> _WHAT THIS TASK INVOLVES_: In the records below, start at the line containing "Every instance of the tan" and end after the line containing "[(1080, 426), (165, 419)]", then reproduce that span word for word, both lines included.

> _DATASET EXTRACT_:
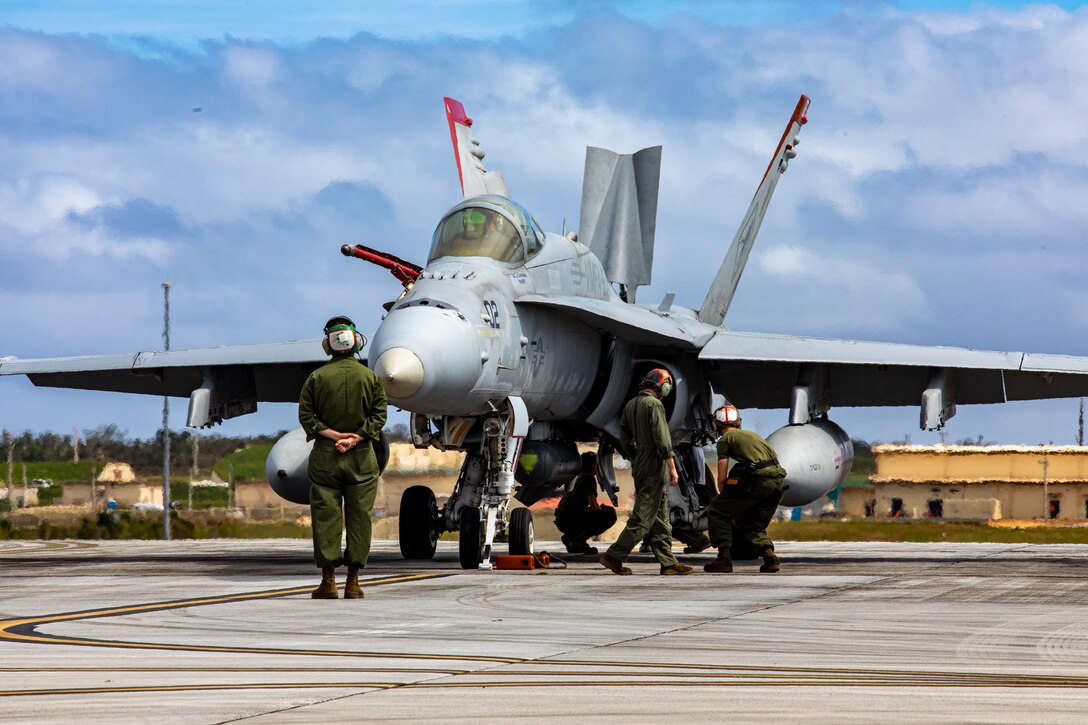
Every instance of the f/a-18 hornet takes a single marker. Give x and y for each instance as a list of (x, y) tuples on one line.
[(514, 345)]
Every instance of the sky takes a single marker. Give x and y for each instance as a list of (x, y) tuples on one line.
[(232, 148)]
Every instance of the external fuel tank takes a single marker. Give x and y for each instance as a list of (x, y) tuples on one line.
[(816, 457)]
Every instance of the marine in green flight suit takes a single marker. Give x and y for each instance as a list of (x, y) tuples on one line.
[(644, 434), (342, 409), (750, 501)]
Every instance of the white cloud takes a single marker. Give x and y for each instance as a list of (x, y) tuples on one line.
[(931, 138), (251, 70), (832, 294)]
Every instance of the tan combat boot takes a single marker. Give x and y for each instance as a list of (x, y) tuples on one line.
[(677, 568), (724, 564), (615, 565), (328, 587), (351, 588), (702, 544), (769, 561)]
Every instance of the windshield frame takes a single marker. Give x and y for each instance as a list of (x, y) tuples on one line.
[(530, 238)]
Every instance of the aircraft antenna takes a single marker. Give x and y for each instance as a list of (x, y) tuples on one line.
[(1080, 426), (165, 419)]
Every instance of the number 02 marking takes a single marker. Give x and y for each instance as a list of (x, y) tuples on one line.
[(492, 310)]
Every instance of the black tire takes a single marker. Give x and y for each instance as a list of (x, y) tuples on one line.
[(419, 512), (470, 547), (521, 531), (707, 492)]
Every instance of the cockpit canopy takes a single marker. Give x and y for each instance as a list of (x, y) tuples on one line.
[(487, 225)]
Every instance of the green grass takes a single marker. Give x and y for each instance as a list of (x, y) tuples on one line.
[(922, 531), (248, 463), (127, 525)]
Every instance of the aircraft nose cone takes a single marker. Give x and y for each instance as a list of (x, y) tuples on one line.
[(400, 371)]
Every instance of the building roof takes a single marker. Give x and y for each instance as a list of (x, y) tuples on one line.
[(980, 450)]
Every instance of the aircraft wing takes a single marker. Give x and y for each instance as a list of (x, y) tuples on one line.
[(638, 324), (220, 382), (476, 179), (762, 370)]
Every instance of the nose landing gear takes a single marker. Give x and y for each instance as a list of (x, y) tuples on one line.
[(479, 506)]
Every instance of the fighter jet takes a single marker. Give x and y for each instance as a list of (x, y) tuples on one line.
[(514, 345)]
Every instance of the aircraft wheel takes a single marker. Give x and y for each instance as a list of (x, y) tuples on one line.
[(419, 512), (707, 492), (521, 531), (470, 547)]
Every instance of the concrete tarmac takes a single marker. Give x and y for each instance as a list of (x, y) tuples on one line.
[(209, 631)]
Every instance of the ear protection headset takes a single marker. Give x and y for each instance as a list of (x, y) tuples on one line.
[(660, 379), (728, 415), (342, 338)]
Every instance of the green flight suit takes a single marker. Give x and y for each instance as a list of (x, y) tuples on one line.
[(644, 434), (346, 396), (753, 508)]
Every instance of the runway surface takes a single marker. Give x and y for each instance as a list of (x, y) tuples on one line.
[(208, 631)]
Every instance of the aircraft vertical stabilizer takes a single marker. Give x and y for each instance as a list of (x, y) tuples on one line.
[(476, 179), (724, 286), (619, 212)]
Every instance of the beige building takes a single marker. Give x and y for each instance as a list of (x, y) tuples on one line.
[(973, 482), (116, 472), (78, 493)]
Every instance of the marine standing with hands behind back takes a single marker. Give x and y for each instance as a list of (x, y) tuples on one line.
[(342, 408), (749, 493), (644, 435)]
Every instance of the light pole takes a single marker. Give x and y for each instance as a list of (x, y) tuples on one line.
[(1046, 491), (165, 418)]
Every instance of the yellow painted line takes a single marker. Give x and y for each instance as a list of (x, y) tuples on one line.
[(552, 684), (196, 688), (766, 683), (810, 671), (294, 671), (23, 629)]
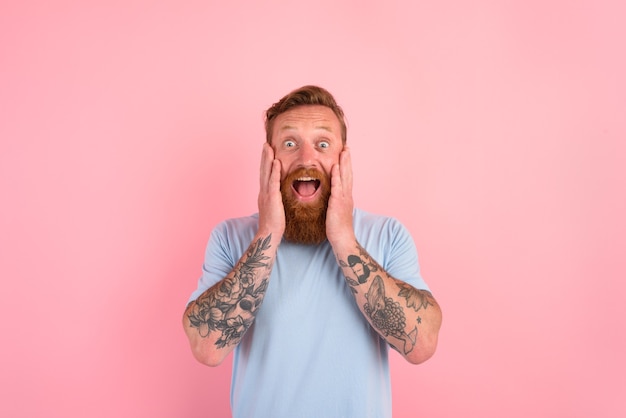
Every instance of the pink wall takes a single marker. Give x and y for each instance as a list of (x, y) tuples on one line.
[(129, 128)]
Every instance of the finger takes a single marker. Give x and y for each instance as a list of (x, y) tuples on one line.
[(335, 181), (274, 181), (267, 158), (346, 171)]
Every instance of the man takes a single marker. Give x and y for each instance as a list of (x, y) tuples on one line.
[(310, 292)]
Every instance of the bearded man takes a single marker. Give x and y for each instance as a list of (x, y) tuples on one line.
[(310, 292)]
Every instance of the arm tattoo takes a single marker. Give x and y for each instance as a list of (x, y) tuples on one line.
[(388, 316), (217, 310), (361, 269), (416, 299)]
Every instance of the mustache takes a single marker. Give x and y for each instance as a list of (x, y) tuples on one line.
[(305, 172)]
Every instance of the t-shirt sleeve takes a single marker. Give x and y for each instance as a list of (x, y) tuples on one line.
[(218, 262), (401, 260)]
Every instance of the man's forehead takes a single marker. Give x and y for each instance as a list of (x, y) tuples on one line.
[(317, 117)]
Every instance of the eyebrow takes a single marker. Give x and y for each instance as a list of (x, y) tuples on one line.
[(322, 127)]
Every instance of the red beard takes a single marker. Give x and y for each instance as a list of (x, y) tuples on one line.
[(305, 223)]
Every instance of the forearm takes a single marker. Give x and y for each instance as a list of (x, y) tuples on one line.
[(217, 320), (407, 318)]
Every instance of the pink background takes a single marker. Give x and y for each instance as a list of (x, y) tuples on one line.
[(497, 132)]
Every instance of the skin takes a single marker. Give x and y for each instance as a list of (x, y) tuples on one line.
[(310, 136)]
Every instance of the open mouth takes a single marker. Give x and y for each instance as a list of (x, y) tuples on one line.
[(305, 187)]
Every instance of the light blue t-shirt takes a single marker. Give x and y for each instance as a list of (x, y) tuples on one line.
[(311, 352)]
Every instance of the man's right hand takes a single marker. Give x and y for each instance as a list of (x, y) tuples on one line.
[(271, 209)]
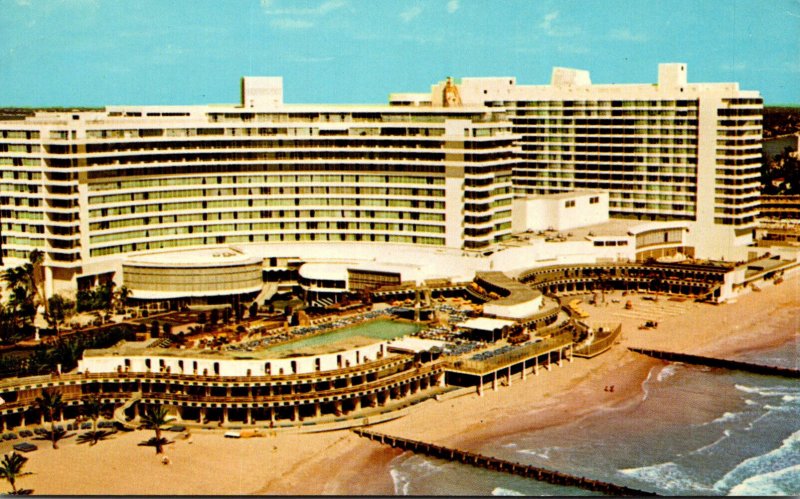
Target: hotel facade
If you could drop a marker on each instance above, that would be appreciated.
(105, 193)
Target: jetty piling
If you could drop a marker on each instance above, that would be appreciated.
(501, 465)
(700, 360)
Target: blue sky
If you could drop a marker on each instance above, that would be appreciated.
(109, 52)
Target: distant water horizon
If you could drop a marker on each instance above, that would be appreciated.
(694, 431)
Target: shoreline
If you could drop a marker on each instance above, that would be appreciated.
(341, 463)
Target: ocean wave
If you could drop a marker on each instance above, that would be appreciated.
(725, 435)
(500, 491)
(667, 372)
(667, 476)
(785, 482)
(785, 456)
(728, 416)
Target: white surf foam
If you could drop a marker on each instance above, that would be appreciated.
(785, 456)
(668, 476)
(705, 448)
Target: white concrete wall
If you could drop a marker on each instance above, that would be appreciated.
(544, 212)
(229, 366)
(518, 311)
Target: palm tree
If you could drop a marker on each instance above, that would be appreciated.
(11, 469)
(154, 418)
(91, 409)
(121, 296)
(36, 258)
(50, 404)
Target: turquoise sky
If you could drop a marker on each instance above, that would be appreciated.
(105, 52)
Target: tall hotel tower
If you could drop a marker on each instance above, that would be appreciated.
(664, 152)
(438, 170)
(89, 188)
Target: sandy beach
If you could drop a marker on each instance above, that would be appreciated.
(340, 463)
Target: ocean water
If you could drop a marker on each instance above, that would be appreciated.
(693, 431)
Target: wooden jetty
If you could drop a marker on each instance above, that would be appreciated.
(495, 464)
(715, 362)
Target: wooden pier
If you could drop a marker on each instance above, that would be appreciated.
(786, 372)
(495, 464)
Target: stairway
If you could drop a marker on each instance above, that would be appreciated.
(119, 412)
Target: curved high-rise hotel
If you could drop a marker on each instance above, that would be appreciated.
(96, 191)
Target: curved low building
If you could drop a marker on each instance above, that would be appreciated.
(199, 273)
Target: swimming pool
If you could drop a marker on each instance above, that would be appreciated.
(381, 329)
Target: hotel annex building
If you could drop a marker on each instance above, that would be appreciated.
(106, 193)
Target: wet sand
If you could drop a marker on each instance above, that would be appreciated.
(341, 463)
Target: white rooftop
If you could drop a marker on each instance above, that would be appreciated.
(485, 324)
(198, 257)
(415, 345)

> _SOLUTION TO THE PROBLEM_:
Every instance of the tan combat boot takes a single marker. Give x and y for each instance as a list of (x, y) tuples on one line.
[(677, 568), (724, 564), (615, 565), (328, 587), (351, 588), (702, 544), (769, 561)]
Every instance of the windshield frame takes a single marker. Give x and y for each instance as a list of (x, y) tuples on one line.
[(530, 238)]
Every instance of the aircraft antenna takes a single marker. Give x and y for each instance as a list of (x, y) tuples on one line.
[(1080, 426), (165, 419)]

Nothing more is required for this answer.